** Data section follows **

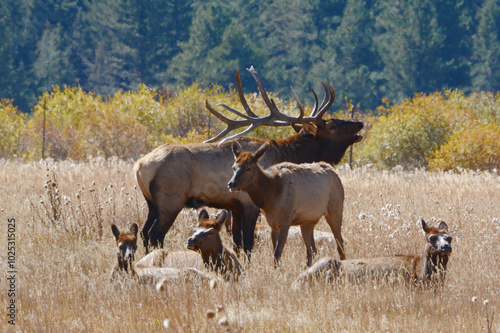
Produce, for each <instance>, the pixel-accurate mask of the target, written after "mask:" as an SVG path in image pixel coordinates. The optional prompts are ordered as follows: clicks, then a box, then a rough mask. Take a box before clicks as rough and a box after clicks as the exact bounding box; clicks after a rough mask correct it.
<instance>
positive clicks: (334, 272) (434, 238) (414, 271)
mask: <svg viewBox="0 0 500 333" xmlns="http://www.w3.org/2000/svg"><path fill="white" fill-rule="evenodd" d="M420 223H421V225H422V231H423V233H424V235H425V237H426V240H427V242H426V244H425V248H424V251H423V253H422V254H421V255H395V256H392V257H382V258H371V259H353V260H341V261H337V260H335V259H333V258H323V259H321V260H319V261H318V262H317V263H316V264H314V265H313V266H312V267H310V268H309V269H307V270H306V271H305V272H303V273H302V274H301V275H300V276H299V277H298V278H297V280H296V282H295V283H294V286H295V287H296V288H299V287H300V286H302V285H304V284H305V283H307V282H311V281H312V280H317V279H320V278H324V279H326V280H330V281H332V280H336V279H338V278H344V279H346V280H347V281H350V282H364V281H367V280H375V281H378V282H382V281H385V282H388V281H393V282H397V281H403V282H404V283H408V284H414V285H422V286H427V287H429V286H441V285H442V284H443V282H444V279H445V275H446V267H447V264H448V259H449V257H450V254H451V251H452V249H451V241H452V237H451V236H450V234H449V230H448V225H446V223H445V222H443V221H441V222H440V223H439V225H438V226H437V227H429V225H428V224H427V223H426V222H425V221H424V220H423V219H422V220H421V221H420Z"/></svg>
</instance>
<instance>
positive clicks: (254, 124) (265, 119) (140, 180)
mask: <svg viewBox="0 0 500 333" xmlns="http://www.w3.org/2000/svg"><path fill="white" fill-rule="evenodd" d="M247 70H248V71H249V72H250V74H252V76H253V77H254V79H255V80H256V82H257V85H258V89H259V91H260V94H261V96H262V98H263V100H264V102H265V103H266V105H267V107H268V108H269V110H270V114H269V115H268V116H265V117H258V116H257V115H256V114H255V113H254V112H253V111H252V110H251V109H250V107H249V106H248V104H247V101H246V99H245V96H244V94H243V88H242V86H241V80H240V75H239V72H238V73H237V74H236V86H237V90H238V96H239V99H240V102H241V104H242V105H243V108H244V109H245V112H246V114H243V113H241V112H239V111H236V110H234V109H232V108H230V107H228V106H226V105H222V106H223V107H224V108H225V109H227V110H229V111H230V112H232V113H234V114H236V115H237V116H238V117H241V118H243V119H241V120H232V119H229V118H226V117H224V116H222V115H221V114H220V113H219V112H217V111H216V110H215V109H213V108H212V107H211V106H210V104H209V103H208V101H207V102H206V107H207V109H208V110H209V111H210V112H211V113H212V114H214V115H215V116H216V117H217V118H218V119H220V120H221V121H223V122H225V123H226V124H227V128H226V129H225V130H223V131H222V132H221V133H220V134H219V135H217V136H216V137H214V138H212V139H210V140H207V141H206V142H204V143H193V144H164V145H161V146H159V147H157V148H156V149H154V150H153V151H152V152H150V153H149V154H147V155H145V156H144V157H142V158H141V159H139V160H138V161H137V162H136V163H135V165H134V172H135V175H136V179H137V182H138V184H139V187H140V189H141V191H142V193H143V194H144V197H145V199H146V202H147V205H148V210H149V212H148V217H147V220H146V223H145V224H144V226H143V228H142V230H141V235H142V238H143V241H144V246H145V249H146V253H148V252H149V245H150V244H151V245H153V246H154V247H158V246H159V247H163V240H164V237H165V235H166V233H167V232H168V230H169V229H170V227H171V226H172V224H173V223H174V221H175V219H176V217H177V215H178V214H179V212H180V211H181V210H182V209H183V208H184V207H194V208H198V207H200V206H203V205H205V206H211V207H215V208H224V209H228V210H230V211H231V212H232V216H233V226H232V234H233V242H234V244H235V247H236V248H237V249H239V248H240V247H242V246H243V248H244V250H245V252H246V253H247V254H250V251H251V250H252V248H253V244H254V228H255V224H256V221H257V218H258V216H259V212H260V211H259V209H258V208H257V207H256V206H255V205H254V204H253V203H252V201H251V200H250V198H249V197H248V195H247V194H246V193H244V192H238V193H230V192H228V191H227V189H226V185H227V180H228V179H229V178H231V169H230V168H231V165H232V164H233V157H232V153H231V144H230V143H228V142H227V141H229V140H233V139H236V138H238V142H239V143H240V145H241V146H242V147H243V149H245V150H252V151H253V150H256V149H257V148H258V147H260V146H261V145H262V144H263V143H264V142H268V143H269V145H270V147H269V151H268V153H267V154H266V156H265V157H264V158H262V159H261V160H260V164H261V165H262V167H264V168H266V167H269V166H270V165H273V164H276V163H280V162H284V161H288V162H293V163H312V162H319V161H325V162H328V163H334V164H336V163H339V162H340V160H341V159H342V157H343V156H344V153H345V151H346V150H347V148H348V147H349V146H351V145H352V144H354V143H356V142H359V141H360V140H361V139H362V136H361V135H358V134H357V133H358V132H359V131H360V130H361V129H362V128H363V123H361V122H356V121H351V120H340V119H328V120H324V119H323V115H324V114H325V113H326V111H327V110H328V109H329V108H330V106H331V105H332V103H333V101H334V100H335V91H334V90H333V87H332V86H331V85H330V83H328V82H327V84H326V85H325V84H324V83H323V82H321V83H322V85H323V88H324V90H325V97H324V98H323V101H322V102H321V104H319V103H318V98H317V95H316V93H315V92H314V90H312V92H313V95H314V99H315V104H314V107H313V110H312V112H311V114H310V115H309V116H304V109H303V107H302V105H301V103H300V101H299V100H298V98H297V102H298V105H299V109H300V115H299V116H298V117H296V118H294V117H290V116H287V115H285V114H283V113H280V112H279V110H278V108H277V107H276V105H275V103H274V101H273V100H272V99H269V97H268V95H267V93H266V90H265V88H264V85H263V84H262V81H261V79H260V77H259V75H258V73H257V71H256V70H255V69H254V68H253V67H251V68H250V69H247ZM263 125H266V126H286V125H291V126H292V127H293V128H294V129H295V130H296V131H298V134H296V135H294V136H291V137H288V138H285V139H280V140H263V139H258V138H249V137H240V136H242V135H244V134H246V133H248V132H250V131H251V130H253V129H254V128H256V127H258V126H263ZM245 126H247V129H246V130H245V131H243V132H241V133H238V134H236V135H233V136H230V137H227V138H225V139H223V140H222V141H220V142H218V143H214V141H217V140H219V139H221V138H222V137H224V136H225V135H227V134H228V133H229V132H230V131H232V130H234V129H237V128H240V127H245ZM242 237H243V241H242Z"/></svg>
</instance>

** End of Data section **
** Data section follows **

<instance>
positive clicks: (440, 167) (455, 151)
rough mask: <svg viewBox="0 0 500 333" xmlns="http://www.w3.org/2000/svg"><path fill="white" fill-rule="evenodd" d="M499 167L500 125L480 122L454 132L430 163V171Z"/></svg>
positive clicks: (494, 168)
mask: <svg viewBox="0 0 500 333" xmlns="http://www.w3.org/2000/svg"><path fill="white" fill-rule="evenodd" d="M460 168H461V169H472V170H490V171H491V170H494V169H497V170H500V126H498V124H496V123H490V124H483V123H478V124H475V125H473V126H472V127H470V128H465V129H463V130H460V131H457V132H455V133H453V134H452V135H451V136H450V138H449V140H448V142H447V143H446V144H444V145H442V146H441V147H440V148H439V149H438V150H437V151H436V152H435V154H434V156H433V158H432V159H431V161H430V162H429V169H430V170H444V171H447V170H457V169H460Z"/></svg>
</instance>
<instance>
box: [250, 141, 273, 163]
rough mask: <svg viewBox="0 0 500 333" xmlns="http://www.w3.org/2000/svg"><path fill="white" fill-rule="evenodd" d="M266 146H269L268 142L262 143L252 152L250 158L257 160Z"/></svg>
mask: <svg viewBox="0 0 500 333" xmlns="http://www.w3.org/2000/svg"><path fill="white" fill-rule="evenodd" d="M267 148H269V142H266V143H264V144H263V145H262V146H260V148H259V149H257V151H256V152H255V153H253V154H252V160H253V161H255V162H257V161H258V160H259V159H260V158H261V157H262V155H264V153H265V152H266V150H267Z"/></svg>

** End of Data section **
** Data section follows **

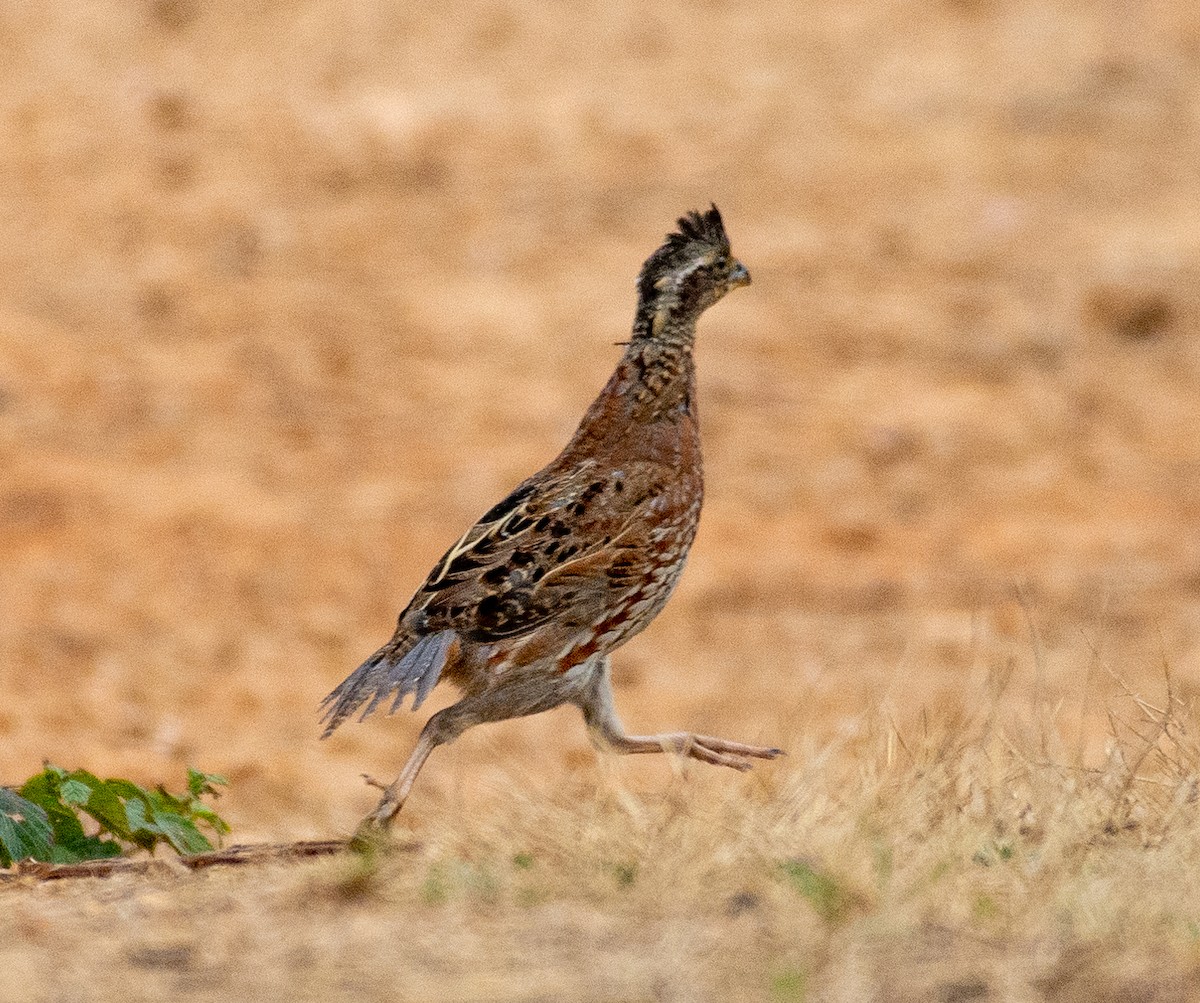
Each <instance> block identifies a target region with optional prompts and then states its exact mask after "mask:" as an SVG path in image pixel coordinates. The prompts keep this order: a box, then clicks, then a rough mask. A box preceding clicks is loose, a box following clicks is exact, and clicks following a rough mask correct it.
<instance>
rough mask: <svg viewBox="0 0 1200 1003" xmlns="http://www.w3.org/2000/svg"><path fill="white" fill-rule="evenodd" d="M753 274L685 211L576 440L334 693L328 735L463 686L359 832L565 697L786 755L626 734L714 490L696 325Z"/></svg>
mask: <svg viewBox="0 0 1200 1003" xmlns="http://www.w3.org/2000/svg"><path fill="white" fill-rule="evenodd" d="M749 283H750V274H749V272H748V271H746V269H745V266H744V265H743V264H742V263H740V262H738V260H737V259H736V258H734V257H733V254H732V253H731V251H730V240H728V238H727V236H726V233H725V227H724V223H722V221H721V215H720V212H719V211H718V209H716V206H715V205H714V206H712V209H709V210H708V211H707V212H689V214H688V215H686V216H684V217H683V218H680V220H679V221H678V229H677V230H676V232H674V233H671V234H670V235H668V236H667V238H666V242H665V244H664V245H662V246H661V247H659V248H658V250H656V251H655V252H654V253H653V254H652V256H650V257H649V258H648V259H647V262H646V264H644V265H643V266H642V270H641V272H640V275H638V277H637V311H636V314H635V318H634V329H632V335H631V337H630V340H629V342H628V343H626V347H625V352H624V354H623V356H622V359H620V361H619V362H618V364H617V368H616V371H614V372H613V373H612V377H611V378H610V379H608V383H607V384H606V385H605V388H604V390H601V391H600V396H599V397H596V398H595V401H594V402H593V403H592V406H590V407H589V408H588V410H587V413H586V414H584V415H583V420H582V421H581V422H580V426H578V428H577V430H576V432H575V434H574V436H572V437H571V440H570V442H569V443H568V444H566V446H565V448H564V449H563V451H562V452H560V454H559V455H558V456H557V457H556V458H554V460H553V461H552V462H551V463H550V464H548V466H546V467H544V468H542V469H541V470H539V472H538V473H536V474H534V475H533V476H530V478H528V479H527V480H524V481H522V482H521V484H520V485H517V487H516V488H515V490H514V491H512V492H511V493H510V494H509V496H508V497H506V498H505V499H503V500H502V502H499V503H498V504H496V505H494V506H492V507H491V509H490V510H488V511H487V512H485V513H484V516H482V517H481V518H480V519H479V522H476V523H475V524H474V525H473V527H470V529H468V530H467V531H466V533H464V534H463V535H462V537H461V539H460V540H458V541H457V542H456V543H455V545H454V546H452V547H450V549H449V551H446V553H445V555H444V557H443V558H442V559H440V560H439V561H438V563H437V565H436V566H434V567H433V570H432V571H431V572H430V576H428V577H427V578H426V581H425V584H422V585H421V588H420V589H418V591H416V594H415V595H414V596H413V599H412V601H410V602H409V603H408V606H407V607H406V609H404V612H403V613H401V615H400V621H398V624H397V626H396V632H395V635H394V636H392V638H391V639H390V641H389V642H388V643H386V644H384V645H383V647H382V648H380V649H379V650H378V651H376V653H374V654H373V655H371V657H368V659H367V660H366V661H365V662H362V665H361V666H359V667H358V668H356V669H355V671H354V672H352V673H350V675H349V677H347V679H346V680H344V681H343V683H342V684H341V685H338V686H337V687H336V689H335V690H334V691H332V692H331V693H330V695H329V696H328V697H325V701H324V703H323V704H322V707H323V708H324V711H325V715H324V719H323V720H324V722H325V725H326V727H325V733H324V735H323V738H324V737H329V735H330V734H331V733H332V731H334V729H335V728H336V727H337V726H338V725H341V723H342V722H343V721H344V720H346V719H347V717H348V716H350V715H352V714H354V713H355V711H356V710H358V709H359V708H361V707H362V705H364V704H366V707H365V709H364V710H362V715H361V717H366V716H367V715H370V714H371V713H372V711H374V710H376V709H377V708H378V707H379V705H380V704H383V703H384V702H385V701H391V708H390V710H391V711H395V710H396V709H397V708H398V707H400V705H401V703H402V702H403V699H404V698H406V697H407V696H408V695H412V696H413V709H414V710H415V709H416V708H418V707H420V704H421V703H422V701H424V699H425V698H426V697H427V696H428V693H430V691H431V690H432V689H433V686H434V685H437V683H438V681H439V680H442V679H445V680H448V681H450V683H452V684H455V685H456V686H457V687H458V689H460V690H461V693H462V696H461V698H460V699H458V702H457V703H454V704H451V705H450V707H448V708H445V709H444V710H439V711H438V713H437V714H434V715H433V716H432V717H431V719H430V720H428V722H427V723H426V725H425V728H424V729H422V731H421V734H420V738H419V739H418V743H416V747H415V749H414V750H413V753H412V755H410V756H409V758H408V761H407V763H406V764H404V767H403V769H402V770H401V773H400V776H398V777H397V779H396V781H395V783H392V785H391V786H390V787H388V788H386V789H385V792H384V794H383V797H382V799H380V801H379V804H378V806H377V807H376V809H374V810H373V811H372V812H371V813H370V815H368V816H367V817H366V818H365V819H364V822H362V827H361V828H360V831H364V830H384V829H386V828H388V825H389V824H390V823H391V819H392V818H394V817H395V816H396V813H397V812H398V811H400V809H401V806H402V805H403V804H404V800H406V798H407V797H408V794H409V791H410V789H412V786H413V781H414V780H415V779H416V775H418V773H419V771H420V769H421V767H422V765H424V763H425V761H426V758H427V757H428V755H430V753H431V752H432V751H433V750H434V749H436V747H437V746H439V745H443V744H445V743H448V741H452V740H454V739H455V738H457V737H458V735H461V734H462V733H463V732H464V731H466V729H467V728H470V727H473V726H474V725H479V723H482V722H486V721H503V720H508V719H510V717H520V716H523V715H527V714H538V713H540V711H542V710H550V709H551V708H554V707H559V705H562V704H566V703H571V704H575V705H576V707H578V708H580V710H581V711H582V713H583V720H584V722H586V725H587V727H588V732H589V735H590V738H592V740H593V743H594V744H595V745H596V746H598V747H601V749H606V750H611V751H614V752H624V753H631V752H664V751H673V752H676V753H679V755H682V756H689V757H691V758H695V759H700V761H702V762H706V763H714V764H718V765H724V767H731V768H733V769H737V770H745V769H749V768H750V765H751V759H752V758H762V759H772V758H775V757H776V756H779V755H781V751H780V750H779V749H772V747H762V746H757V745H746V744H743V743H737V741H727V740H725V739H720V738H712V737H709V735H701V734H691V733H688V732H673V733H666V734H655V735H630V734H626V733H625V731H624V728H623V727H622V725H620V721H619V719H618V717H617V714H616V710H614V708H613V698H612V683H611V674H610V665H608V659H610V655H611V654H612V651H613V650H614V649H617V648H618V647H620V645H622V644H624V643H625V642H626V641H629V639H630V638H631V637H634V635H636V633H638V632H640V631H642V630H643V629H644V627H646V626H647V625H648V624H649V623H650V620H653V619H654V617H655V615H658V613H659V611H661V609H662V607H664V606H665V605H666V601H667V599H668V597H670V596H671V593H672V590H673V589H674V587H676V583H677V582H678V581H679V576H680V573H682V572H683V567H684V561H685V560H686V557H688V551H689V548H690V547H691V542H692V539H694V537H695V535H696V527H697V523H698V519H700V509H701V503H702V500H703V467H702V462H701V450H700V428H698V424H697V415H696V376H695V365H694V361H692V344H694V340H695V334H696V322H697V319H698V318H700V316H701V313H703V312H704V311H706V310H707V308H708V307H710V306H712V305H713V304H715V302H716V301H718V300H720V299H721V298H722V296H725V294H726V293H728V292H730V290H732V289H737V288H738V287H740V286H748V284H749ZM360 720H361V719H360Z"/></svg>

** End of Data section **

Task directions: Taking the entries above, restate exactly those lines that fall between the line with "positive clicks: (440, 167) (455, 151)" and the line with "167L500 125L480 122L454", keeping both of those lines too.

Solution to this exercise:
positive clicks: (440, 167) (455, 151)
rough mask: <svg viewBox="0 0 500 333" xmlns="http://www.w3.org/2000/svg"><path fill="white" fill-rule="evenodd" d="M499 167L500 125L480 122L454 132L430 163V171Z"/></svg>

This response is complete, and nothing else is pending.